• **EXCERPTED TEXT**
>> Begin

A quick note for today. Maybe more tonight.

Internally at Microsoft, as you can imagine, we have a number of tools to assist building our software.  Many are internal-only; contrary to the black-helicopter gang out there, there is a lot of cost to shipping software and it can divert your attention and resources from your primary goal of making your teams' code faster/better/whatever.

I won't divulge the details or identity of any of these tools; I'm sure you can references to all of them if you cover the MSFT blogosphere.  Let's call one of them "mega-lint".

Some people have never seen the need for a tool like lint; that's what the compiler is for, right?  The problem is that as I have alluded to several times now, compilers are all about syntax and translation semantics; their goal up to now has been to let you express your ideas more fluidly, not necessarily with better intent.

>> End

• **TO-DO LIST**
**1.** Answer these questions from the post about Microsoft's internal build tools:
(a) What name does the writer give to one of the tools?
(b) According to the post, what are compilers all about?
(c) What can the cost of shipping software divert a team's attention and resources from?
**2.** Carry on the post about Microsoft's internal build tools, starting after its last sentence.
The records that come after this post have no connection to it.

• **DATA**
>> Begin

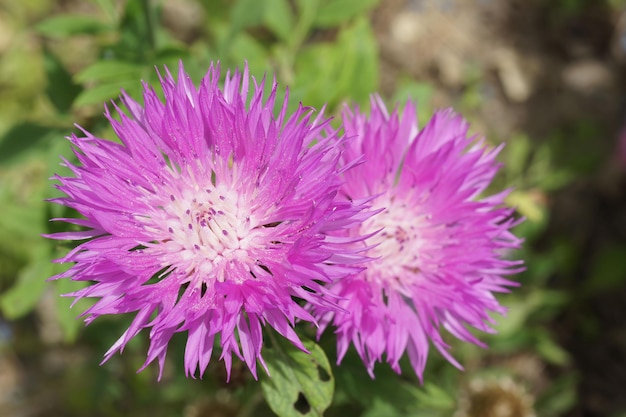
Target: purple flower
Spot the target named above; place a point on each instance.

>> End
>> Begin

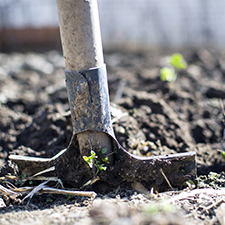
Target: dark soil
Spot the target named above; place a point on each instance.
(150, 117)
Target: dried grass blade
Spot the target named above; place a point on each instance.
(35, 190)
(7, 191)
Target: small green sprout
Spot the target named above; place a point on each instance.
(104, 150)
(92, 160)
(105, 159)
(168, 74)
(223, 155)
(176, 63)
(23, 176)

>> End

• **THE RESULTS**
**1.**
(a) "Mega-lint."
(b) Syntax and translation semantics.
(c) The primary goal of making the team's code faster, better, or whatever.

**2.**
In previous example where the void reverse_array() function was calling member functions/operators on a type, on one hand it was "obvious" that they would succeed but on the other hand if you want to look at the contract long and hard, it's actually not obvious that they might succeed.  Consider, for example, a language/runtime environment where the use of operator[] was remoted (auto-remoted interfaces are problematic and will be a topic of several entries later on).  The "obviousness" that the only failure modes were covered due to our working within the documented limits of the array are now questionable.  Sorry to lapse into C++ for a bit but consider if the signature of reverse_array() had been:

template <typename T> void reverse_array(T &array) { ... }

Sure std::vector may give you some sort of guarantee, but given the requirements (existence of a size() member function and implementation of operator []), you had better code your template to deal with exceptions being thrown (a/k/a errors being returned) by all of those cases.  I had to invoke C++ here because the C equivalent of a macro would be somewhat uncompelling and I'm not familliar with Java and CLR generics enough to say whether the error contract for the members can be explicitly called out.

Back to the point.  There's no way to declare that we don't expect operator[] to fail as long as we pass in legal bounds.  (consider a sparse array implementation which may have to dynamically allocate the element on first access...)

How do we even figure out that there is a problem there?  Should all code just always write the try/catch blocks?  Probably not!  The main claim to fame for exception handling is that you should write less code, not more.  But then someone with a try/catch up higher on the stack is probably not expecting to catch the silly operator [] failure.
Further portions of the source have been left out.